EXERCISE GOAL
Starting at the line that holds "For practice, label the man's mouth", copy every line exactly through the end of the data, and no others.

(Object pointing dataset rows)
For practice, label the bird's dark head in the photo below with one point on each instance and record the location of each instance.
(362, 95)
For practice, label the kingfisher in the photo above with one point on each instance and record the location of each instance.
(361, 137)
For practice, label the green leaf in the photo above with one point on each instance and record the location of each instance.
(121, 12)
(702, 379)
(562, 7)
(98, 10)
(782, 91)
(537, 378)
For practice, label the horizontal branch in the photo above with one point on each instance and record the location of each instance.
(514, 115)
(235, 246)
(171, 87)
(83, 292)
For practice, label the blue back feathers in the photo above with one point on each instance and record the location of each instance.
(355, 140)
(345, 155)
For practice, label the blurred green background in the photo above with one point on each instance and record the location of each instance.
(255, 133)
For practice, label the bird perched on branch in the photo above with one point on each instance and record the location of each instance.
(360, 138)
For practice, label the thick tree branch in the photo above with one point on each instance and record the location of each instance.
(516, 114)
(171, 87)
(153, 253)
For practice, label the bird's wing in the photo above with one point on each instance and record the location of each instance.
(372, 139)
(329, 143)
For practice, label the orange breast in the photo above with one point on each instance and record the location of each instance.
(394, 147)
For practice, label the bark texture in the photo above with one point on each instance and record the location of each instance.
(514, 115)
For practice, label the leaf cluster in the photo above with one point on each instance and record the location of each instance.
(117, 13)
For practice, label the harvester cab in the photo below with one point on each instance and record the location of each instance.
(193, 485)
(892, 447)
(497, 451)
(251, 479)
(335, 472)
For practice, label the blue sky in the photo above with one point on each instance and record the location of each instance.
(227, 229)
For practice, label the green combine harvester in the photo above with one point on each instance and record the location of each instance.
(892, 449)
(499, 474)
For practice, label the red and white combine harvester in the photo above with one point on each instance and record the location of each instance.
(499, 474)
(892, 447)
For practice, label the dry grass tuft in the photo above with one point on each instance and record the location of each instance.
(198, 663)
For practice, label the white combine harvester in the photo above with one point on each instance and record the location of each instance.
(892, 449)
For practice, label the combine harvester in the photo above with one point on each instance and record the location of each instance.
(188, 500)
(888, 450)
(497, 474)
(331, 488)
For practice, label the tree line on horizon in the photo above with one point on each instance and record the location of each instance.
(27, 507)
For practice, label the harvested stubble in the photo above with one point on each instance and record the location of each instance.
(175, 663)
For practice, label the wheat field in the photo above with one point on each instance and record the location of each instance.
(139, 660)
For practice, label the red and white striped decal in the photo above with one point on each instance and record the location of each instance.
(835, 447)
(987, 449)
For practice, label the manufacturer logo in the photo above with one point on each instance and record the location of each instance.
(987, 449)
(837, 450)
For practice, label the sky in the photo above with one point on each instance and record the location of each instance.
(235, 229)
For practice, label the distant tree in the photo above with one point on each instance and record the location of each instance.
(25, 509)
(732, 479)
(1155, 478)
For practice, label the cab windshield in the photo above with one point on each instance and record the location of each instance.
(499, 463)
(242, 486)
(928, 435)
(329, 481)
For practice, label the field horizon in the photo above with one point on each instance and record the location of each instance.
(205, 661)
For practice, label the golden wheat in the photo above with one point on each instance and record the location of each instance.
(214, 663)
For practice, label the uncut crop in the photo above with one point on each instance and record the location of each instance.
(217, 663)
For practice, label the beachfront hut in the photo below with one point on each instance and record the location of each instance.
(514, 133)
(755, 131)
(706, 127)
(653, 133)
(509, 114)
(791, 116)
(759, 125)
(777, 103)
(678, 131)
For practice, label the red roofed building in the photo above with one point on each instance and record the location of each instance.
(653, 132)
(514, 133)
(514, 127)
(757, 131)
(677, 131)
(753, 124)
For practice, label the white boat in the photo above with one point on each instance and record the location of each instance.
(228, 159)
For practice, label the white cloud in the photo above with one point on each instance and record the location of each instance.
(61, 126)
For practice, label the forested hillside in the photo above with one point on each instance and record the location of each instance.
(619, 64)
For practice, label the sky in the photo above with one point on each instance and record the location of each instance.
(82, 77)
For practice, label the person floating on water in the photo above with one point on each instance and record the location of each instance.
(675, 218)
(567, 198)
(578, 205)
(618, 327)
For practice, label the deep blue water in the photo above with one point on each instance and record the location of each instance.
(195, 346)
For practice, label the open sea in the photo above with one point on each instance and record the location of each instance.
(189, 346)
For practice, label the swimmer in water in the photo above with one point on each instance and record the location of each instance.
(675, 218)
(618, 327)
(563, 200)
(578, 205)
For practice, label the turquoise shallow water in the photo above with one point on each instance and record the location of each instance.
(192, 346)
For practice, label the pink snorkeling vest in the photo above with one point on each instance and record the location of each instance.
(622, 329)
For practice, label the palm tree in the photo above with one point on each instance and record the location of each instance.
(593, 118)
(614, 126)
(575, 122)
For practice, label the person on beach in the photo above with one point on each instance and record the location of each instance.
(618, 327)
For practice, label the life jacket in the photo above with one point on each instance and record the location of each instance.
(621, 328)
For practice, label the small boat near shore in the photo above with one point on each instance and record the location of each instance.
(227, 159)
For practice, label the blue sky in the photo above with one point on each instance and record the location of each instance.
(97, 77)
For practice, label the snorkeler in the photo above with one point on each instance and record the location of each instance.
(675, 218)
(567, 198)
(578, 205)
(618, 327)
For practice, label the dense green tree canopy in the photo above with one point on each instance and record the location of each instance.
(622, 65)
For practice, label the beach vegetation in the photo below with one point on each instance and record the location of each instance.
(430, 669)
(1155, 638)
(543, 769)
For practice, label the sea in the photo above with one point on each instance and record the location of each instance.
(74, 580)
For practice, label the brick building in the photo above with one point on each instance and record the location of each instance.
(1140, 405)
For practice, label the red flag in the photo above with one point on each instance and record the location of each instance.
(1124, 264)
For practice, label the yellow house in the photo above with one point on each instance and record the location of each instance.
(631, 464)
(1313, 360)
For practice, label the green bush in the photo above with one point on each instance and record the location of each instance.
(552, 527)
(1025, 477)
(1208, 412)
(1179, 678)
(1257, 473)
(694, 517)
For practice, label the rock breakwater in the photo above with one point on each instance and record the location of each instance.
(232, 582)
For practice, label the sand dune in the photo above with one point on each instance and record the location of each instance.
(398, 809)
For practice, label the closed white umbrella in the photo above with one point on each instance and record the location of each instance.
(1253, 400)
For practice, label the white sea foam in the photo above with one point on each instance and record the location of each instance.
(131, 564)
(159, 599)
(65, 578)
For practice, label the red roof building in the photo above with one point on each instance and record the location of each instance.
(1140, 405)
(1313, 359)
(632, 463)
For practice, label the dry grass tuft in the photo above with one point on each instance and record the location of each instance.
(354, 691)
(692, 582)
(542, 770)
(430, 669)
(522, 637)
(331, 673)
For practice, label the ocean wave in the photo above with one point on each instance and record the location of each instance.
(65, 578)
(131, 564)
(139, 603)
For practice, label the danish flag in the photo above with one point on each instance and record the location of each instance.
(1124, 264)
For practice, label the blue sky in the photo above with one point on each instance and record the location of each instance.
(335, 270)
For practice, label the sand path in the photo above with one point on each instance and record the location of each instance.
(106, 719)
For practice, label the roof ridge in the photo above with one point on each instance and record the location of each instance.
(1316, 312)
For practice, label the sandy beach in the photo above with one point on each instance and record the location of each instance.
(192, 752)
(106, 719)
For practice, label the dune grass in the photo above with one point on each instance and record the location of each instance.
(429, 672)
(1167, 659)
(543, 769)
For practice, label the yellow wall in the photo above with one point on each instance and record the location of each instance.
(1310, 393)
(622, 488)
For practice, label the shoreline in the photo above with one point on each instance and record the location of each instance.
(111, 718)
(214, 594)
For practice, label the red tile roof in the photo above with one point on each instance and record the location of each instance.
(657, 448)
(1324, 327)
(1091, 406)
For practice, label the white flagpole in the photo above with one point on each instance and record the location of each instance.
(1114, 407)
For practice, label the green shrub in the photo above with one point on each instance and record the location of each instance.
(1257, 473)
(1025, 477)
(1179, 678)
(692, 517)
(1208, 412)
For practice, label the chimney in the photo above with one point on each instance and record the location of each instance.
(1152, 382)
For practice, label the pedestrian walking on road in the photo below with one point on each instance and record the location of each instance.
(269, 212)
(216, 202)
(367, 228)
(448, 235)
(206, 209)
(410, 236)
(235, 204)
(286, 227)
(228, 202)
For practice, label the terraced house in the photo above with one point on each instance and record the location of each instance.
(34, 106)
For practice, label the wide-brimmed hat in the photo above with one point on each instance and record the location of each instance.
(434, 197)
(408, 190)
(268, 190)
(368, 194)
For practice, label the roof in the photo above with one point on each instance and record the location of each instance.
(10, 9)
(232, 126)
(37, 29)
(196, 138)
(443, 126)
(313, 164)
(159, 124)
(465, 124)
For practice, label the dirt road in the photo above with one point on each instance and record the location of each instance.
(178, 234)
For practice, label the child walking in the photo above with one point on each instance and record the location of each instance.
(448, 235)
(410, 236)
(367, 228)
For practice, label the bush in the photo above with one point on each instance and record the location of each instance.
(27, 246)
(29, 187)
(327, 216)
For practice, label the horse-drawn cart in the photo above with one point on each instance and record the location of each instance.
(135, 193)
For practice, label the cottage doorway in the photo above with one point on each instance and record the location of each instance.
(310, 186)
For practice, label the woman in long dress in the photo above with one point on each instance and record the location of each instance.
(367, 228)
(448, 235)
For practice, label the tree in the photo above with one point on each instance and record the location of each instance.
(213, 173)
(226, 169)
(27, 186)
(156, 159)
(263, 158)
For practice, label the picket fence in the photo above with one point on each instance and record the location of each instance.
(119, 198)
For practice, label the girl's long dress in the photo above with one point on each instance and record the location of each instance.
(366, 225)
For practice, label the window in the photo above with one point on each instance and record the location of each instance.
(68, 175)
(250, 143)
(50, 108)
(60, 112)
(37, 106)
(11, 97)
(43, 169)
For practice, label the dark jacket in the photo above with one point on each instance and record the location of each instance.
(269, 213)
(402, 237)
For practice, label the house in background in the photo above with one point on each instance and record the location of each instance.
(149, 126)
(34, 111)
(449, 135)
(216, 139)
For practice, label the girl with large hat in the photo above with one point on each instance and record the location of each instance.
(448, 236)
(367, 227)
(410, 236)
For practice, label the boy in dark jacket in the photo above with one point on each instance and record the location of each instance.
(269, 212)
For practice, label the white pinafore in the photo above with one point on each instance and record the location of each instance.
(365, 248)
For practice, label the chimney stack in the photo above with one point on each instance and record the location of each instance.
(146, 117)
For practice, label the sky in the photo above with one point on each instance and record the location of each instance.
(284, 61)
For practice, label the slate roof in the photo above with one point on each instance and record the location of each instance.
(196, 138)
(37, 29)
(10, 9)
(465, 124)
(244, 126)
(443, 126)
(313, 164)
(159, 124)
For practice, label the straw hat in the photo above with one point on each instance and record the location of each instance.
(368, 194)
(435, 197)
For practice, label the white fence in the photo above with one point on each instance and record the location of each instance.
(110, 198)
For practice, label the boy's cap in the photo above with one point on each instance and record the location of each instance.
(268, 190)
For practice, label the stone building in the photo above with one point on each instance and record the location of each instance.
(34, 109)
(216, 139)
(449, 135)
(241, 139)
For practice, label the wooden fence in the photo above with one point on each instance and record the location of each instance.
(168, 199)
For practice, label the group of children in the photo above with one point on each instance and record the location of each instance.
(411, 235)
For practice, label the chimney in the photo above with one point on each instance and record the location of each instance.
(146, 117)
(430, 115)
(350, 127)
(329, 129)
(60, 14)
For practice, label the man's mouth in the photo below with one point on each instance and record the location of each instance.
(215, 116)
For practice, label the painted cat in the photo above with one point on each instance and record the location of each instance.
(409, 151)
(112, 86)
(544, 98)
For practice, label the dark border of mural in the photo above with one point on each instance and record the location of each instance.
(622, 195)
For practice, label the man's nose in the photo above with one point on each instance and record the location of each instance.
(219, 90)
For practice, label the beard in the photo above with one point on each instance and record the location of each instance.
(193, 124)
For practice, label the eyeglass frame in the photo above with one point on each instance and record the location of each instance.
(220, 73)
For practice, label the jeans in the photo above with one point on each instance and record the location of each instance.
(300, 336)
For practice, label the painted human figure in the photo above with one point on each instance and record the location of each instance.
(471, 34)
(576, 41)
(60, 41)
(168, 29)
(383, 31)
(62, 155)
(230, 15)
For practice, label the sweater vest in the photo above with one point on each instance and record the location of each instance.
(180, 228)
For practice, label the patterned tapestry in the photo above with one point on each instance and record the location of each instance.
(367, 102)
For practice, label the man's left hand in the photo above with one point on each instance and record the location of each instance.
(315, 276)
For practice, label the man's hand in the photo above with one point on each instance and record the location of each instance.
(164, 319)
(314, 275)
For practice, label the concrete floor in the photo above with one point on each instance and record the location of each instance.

TASK OUTPUT
For practice, label the man's mouth in the photo below with one point on each instance and record the location of each instance.
(215, 116)
For practice, label the painted cat in the photo above with one point on each instance and record the location of each instance.
(409, 151)
(112, 86)
(544, 98)
For practice, label the dark border of mural in the photo above with one point on each instance and record the location of each instance.
(622, 195)
For practice, label the man's nose in the photo above with one point on each instance and record the location of each instance.
(219, 90)
For practice, label the beard in the photo above with one point on each instance and record the location of each instance.
(193, 124)
For practice, label the eyeglass frame in the photo above with one point on each instance and record the location of each instance.
(220, 73)
For practice, label the jeans in the photo above with one point on each instance and record the location of each instance.
(300, 336)
For practice, label the painted human figure in the photo above with one point on each instance and record the location of each instance.
(471, 34)
(576, 41)
(60, 41)
(168, 29)
(383, 31)
(62, 155)
(230, 15)
For practice, label the sweater vest in the photo above with one point on each instance and record the location of each instance.
(180, 228)
For practice, label the patterned tapestry in the photo above with one point on each instance and record the location of each instance.
(367, 102)
For practice, label the man's left hand in the photo above with one point on each instance and record the location of each instance.
(315, 276)
For practice, label the man's hand in the photo above with one point on each instance and record the location of each instance.
(164, 319)
(314, 275)
For practice, label the concrete floor in the photo above with one point on each instance and record the location of each instance.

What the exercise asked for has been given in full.